What the exercise asks -> Wherever a line below holds the word "mark", copy that line.

Records for the exercise ->
◆ ◆ ◆ ◆ ◆ ◆ ◆
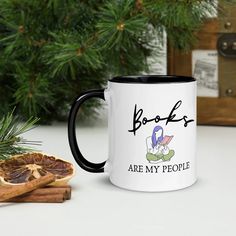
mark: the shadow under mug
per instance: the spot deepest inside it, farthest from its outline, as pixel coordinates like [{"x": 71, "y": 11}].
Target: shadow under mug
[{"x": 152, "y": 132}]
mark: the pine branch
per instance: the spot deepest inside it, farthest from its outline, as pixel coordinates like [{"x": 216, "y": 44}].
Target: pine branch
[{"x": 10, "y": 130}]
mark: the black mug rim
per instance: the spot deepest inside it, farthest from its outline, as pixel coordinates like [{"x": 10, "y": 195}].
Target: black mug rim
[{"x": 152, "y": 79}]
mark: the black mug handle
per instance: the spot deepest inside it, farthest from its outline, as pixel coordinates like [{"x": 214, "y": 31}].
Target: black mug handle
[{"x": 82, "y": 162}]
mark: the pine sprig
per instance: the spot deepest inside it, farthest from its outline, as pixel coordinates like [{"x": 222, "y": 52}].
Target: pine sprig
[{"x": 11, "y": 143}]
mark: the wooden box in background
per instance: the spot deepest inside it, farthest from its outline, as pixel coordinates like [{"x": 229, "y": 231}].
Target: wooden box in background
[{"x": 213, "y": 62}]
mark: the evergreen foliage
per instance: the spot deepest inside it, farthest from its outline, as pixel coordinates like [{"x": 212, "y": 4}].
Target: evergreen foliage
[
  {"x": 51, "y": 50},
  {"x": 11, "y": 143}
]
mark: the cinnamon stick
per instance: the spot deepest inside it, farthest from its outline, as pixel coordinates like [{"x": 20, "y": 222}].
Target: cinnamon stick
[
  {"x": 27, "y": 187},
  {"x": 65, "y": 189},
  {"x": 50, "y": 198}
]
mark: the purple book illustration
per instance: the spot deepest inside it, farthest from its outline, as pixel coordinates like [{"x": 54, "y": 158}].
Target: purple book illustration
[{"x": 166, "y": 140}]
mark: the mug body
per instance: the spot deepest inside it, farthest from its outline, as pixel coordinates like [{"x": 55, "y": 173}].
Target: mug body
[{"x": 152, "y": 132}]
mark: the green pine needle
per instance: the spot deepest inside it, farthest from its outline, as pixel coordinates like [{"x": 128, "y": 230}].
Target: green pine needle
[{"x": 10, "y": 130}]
◆ ◆ ◆ ◆ ◆ ◆ ◆
Solution below ->
mark: the shadow under mug
mark: the pine branch
mark: the black mug rim
mark: the black mug handle
mark: the pine sprig
mark: the wooden box in background
mark: the evergreen foliage
mark: the cinnamon stick
mark: the purple book illustration
mark: the mug body
mark: the green pine needle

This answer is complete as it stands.